» **To-do item**
Convert every line of the material into a numbered list, omitting any blank lines.

» **Saved data entries**
● ● ● ●

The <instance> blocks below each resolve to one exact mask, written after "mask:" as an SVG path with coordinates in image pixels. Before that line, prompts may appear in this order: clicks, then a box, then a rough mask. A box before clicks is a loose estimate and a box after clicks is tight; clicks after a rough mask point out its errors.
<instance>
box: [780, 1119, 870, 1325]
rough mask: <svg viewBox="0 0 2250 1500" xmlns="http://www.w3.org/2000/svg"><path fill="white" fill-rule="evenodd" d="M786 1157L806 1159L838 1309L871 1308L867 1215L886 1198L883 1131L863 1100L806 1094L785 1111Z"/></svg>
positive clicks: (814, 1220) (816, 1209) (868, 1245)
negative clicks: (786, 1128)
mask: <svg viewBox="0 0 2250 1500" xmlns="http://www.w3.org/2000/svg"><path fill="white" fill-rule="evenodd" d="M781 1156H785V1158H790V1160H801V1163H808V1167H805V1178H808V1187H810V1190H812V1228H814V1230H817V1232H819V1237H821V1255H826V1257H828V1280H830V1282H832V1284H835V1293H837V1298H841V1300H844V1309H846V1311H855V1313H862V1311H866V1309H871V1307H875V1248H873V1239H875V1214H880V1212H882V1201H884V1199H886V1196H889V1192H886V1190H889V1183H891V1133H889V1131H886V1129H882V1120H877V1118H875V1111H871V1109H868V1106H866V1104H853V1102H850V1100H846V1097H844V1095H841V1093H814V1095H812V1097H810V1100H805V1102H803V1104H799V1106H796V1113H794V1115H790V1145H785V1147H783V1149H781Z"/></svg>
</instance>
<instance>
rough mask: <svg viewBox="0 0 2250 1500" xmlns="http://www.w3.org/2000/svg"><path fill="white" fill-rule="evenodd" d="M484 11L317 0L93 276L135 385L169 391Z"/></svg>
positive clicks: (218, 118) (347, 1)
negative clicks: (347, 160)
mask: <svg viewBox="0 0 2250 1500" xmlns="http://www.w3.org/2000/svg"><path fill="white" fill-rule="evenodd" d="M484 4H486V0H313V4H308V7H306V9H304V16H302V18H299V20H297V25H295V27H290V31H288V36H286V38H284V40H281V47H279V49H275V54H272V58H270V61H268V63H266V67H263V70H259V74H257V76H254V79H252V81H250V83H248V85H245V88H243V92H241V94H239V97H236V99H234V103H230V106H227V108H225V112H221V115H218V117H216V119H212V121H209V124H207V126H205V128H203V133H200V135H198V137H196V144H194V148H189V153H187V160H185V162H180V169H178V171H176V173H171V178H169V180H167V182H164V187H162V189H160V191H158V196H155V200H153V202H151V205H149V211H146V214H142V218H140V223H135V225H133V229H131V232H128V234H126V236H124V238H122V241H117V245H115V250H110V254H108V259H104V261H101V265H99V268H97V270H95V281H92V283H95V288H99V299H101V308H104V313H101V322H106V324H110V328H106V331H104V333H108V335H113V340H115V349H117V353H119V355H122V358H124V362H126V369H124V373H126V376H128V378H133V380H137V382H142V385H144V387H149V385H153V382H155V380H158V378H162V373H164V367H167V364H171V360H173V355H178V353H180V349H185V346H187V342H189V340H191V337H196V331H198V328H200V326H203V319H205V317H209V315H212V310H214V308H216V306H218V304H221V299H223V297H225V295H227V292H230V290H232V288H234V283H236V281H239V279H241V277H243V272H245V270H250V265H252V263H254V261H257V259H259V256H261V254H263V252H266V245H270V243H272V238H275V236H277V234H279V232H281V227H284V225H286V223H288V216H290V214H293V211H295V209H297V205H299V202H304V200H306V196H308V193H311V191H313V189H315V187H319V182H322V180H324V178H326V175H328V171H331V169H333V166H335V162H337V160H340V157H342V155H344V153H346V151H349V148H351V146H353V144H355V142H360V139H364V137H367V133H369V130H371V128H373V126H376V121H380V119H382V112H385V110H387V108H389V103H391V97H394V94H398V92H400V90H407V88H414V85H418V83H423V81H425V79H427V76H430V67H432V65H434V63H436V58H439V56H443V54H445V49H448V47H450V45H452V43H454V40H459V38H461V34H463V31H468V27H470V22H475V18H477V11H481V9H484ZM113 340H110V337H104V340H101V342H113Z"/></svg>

● ● ● ●

» **Reply**
1. The <instance> blocks below each resolve to one exact mask, written after "mask:" as an SVG path with coordinates in image pixels. Before that line, prompts may appear in this order: clicks, then a box, then a rough mask. A box before clicks is a loose estimate and a box after clicks is tight; clicks after a rough mask point out its errors.
2. <instance>
3. box: [780, 1119, 870, 1325]
4. rough mask: <svg viewBox="0 0 2250 1500" xmlns="http://www.w3.org/2000/svg"><path fill="white" fill-rule="evenodd" d="M786 1157L806 1159L838 1309L871 1308L867 1215L886 1198L883 1131L863 1100L806 1094L785 1111Z"/></svg>
5. positive clicks: (814, 1220) (816, 1209) (868, 1245)
6. negative clicks: (786, 1128)
7. mask: <svg viewBox="0 0 2250 1500" xmlns="http://www.w3.org/2000/svg"><path fill="white" fill-rule="evenodd" d="M781 1156H785V1158H790V1160H801V1163H808V1167H805V1178H808V1187H810V1190H812V1228H814V1230H817V1232H819V1237H821V1255H826V1257H828V1280H830V1282H832V1284H835V1293H837V1298H841V1300H844V1309H846V1311H855V1313H862V1311H866V1309H871V1307H875V1248H873V1239H875V1214H880V1212H882V1201H884V1199H886V1196H889V1192H886V1190H889V1183H891V1133H889V1131H886V1129H882V1120H877V1118H875V1111H871V1109H868V1106H866V1104H853V1102H850V1100H846V1097H844V1095H841V1093H814V1095H812V1097H810V1100H805V1102H803V1104H799V1106H796V1113H794V1115H790V1145H785V1147H783V1149H781Z"/></svg>
8. </instance>
9. <instance>
10. rough mask: <svg viewBox="0 0 2250 1500" xmlns="http://www.w3.org/2000/svg"><path fill="white" fill-rule="evenodd" d="M484 11L317 0L93 276L135 385L169 391Z"/></svg>
11. positive clicks: (218, 118) (347, 1)
12. negative clicks: (347, 160)
13. mask: <svg viewBox="0 0 2250 1500" xmlns="http://www.w3.org/2000/svg"><path fill="white" fill-rule="evenodd" d="M484 4H486V0H313V4H308V7H306V9H304V16H302V18H299V20H297V25H295V27H290V31H288V36H286V38H284V40H281V47H279V49H275V54H272V58H270V61H268V63H266V67H263V70H259V74H257V76H254V79H252V81H250V83H248V85H245V88H243V92H241V94H239V97H236V99H234V103H230V106H227V108H225V112H221V115H218V117H216V119H212V121H209V124H207V126H205V128H203V133H200V135H198V137H196V144H194V148H189V153H187V160H185V162H180V169H178V171H176V173H171V178H169V180H167V182H164V187H162V189H160V191H158V196H155V200H153V202H151V205H149V211H146V214H142V218H140V223H135V225H133V229H131V232H128V234H126V236H124V238H122V241H117V245H115V250H110V254H108V259H104V261H101V265H99V268H97V270H95V281H92V283H95V288H99V299H101V308H104V313H101V322H106V324H110V328H106V331H104V333H108V335H113V340H115V349H117V353H119V355H122V358H124V362H126V369H124V373H126V376H128V378H133V380H137V382H142V385H144V387H149V385H153V382H155V380H158V378H162V373H164V367H167V364H171V360H173V355H178V353H180V349H185V346H187V342H189V340H191V337H196V331H198V328H200V326H203V319H205V317H209V315H212V310H214V308H216V306H218V304H221V299H223V297H225V295H227V292H230V290H232V288H234V283H236V281H239V279H241V277H243V272H245V270H250V265H252V263H254V261H257V259H259V256H261V254H263V252H266V245H270V243H272V238H275V236H277V234H279V232H281V227H284V225H286V223H288V216H290V214H293V211H295V209H297V205H299V202H304V200H306V196H308V193H311V191H313V189H315V187H319V182H322V180H324V178H326V175H328V171H331V169H333V166H335V162H337V160H340V157H342V155H344V153H346V151H349V148H351V146H353V144H355V142H360V139H364V137H367V133H369V130H371V128H373V126H376V121H380V119H382V112H385V110H387V108H389V103H391V97H394V94H398V92H400V90H407V88H414V85H418V83H423V81H425V79H427V76H430V67H432V65H434V63H436V58H439V56H443V54H445V49H448V47H450V45H452V43H454V40H459V38H461V34H463V31H468V27H470V22H475V18H477V11H481V9H484ZM113 340H110V337H104V340H101V342H113Z"/></svg>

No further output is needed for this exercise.